**** LISTAGEM ****

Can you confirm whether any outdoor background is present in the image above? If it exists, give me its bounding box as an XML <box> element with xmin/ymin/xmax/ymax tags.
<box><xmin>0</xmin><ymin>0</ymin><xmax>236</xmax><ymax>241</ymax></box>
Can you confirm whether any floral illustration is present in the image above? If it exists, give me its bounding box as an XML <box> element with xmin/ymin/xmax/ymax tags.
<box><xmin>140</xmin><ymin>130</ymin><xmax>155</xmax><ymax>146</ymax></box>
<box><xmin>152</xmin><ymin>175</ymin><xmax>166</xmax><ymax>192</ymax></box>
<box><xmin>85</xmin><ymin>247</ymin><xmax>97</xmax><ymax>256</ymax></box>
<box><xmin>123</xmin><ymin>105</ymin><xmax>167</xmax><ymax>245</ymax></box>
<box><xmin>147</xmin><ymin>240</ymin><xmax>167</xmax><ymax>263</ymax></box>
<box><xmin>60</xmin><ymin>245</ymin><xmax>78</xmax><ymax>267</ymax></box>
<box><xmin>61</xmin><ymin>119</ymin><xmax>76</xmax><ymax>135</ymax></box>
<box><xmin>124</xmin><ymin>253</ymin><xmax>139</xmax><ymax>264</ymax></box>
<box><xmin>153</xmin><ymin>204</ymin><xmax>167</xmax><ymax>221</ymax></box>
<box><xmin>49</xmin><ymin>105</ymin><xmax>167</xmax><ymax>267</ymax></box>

****

TAREFA.
Copie sem alterações o trecho das linhas acima que vai da linha que contém "Can you confirm whether any floral" até a última linha, incluindo as duas pontas.

RESULTADO.
Can you confirm whether any floral illustration is present in the image above? If it exists, give me its bounding box as an XML <box> element with xmin/ymin/xmax/ymax tags.
<box><xmin>140</xmin><ymin>130</ymin><xmax>155</xmax><ymax>146</ymax></box>
<box><xmin>152</xmin><ymin>175</ymin><xmax>166</xmax><ymax>192</ymax></box>
<box><xmin>85</xmin><ymin>247</ymin><xmax>97</xmax><ymax>256</ymax></box>
<box><xmin>123</xmin><ymin>105</ymin><xmax>167</xmax><ymax>245</ymax></box>
<box><xmin>147</xmin><ymin>240</ymin><xmax>167</xmax><ymax>263</ymax></box>
<box><xmin>60</xmin><ymin>245</ymin><xmax>78</xmax><ymax>267</ymax></box>
<box><xmin>61</xmin><ymin>119</ymin><xmax>76</xmax><ymax>135</ymax></box>
<box><xmin>124</xmin><ymin>253</ymin><xmax>139</xmax><ymax>264</ymax></box>
<box><xmin>153</xmin><ymin>204</ymin><xmax>167</xmax><ymax>221</ymax></box>
<box><xmin>49</xmin><ymin>105</ymin><xmax>167</xmax><ymax>267</ymax></box>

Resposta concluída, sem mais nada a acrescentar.